— Start DATA ROWS —
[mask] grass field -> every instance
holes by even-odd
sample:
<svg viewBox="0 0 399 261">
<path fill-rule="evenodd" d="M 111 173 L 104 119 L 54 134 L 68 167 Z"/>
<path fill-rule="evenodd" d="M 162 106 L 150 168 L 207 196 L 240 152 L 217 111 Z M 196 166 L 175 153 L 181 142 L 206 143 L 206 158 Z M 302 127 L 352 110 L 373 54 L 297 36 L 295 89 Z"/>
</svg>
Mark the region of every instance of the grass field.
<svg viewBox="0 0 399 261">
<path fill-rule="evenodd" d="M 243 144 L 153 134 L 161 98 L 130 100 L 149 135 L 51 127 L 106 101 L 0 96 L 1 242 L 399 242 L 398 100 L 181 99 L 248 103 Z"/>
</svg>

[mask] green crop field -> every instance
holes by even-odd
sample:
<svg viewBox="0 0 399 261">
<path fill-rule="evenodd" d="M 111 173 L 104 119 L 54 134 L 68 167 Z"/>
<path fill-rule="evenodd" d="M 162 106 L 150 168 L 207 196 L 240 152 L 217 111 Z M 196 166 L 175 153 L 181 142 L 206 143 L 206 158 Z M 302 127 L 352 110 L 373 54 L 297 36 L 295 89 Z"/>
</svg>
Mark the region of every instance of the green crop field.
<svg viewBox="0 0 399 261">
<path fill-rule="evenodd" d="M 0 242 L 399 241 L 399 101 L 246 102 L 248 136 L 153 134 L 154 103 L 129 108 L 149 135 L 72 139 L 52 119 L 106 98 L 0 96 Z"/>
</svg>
— End DATA ROWS —
### EXERCISE DESCRIPTION
Every line from the one containing "[mask] green crop field -> every instance" through the last line of the entries must be written out verbatim, and no other line.

### ANSWER FOR THE TASK
[mask] green crop field -> every instance
holes by even-odd
sample:
<svg viewBox="0 0 399 261">
<path fill-rule="evenodd" d="M 111 173 L 104 119 L 54 134 L 68 167 Z"/>
<path fill-rule="evenodd" d="M 162 106 L 150 168 L 207 196 L 240 152 L 217 111 Z M 196 166 L 175 153 L 181 142 L 206 143 L 206 158 Z M 302 127 L 352 110 L 373 54 L 297 36 L 295 89 Z"/>
</svg>
Mark the region of every instance of the green crop field.
<svg viewBox="0 0 399 261">
<path fill-rule="evenodd" d="M 0 242 L 399 241 L 399 101 L 246 102 L 248 136 L 153 134 L 154 103 L 129 108 L 149 135 L 72 139 L 52 119 L 106 98 L 0 96 Z"/>
</svg>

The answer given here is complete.